Tafsir Al Mu’min Ayat 34-44

Ayat 34-35: Seorang da’i hendaknya menegakkan hujjah terhadap dakwahnya.

وَلَقَدْ جَاءَكُمْ يُوسُفُ مِنْ قَبْلُ بِالْبَيِّنَاتِ فَمَا زِلْتُمْ فِي شَكٍّ مِمَّا جَاءَكُمْ بِهِ حَتَّى إِذَا هَلَكَ قُلْتُمْ لَنْ يَبْعَثَ اللَّهُ مِنْ بَعْدِهِ رَسُولا كَذَلِكَ يُضِلُّ اللَّهُ مَنْ هُوَ مُسْرِفٌ مُرْتَابٌ (٣٤) الَّذِينَ يُجَادِلُونَ فِي آيَاتِ اللَّهِ بِغَيْرِ سُلْطَانٍ أَتَاهُمْ كَبُرَ مَقْتًا عِنْدَ اللَّهِ وَعِنْدَ الَّذِينَ آمَنُوا كَذَلِكَ يَطْبَعُ اللَّهُ عَلَى كُلِّ قَلْبِ مُتَكَبِّرٍ جَبَّارٍ (٣٥)

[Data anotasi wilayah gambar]
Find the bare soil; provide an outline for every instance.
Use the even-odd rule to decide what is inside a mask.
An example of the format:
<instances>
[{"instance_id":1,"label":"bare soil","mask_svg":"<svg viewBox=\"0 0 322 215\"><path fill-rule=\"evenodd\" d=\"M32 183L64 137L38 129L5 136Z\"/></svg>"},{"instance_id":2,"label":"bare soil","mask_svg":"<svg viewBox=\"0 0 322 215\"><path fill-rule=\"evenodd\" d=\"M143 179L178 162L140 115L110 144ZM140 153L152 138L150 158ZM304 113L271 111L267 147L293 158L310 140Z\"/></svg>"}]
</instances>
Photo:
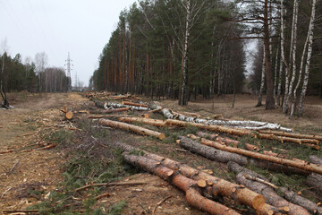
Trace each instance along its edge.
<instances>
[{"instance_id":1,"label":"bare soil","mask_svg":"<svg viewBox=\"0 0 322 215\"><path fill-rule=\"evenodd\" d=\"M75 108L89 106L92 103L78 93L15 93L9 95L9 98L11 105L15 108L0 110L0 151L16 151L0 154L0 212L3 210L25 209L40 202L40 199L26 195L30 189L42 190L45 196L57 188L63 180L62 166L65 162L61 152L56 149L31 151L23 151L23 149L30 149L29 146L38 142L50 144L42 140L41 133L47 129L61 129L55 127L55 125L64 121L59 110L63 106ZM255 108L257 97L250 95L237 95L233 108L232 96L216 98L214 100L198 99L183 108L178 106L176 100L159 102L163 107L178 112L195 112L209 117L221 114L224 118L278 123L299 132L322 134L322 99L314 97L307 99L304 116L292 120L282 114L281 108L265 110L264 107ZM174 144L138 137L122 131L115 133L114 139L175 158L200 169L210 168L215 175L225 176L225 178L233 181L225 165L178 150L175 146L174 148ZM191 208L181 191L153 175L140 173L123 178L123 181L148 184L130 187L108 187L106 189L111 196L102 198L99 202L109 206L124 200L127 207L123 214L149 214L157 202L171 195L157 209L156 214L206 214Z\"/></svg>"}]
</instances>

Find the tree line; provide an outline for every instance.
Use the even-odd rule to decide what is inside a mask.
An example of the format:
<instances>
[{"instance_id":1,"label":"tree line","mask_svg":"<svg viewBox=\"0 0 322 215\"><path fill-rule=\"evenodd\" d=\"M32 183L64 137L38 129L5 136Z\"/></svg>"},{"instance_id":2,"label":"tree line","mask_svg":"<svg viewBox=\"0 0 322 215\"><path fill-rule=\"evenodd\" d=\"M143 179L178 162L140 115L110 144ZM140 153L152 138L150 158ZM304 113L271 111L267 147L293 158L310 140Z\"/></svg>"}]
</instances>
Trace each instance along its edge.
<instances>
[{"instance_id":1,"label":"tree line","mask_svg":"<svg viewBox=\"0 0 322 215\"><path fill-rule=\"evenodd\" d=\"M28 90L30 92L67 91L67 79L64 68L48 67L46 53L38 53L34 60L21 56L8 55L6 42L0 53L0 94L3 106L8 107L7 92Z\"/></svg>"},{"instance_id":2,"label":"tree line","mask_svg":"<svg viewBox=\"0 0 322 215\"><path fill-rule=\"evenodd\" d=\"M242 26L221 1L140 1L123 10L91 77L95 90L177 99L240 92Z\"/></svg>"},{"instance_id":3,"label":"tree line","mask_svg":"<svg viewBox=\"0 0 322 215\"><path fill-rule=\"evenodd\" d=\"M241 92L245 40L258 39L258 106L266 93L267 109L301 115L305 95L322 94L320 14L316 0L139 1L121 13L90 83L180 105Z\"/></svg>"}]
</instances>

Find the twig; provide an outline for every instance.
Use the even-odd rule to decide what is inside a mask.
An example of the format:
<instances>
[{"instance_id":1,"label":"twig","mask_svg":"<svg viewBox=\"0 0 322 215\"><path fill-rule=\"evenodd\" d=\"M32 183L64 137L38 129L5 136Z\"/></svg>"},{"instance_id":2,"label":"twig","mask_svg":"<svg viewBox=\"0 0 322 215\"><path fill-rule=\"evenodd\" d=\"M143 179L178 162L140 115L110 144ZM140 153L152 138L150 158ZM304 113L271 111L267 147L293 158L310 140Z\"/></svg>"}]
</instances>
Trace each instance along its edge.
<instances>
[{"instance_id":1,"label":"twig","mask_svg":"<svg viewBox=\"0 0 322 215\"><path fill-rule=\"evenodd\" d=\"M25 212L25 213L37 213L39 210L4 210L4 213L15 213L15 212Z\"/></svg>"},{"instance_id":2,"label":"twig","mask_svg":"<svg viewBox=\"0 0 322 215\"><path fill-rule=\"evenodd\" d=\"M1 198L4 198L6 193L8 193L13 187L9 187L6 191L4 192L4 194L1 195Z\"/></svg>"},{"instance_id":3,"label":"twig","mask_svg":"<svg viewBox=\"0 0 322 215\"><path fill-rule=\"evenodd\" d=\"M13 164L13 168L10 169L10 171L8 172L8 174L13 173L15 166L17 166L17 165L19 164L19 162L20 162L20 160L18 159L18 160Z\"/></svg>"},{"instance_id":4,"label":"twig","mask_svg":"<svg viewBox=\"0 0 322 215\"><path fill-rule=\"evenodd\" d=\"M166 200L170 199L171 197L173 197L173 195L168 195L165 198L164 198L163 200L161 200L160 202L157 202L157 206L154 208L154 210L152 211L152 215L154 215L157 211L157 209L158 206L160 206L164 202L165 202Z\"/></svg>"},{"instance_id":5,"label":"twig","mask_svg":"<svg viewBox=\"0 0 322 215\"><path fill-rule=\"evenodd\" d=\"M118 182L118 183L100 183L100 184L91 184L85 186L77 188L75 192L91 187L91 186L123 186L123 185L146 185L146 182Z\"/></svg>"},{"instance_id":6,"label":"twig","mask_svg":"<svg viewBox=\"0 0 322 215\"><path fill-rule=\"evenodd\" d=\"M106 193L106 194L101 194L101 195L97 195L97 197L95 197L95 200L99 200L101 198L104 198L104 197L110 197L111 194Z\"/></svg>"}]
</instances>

▸ PETUNJUK TUGAS: Berikan bagian teks tafsir itu, mulai dari "Ayat 34-35: Seorang" sampai dengan "مُتَكَبِّرٍ جَبَّارٍ (٣٥)", persis tanpa perubahan. Gunakan teks tafsir itu saja sebagai sumber.

▸ JAWABAN DI BAWAH:
Ayat 34-35: Seorang da’i hendaknya menegakkan hujjah terhadap dakwahnya.

وَلَقَدْ جَاءَكُمْ يُوسُفُ مِنْ قَبْلُ بِالْبَيِّنَاتِ فَمَا زِلْتُمْ فِي شَكٍّ مِمَّا جَاءَكُمْ بِهِ حَتَّى إِذَا هَلَكَ قُلْتُمْ لَنْ يَبْعَثَ اللَّهُ مِنْ بَعْدِهِ رَسُولا كَذَلِكَ يُضِلُّ اللَّهُ مَنْ هُوَ مُسْرِفٌ مُرْتَابٌ (٣٤) الَّذِينَ يُجَادِلُونَ فِي آيَاتِ اللَّهِ بِغَيْرِ سُلْطَانٍ أَتَاهُمْ كَبُرَ مَقْتًا عِنْدَ اللَّهِ وَعِنْدَ الَّذِينَ آمَنُوا كَذَلِكَ يَطْبَعُ اللَّهُ عَلَى كُلِّ قَلْبِ مُتَكَبِّرٍ جَبَّارٍ (٣٥)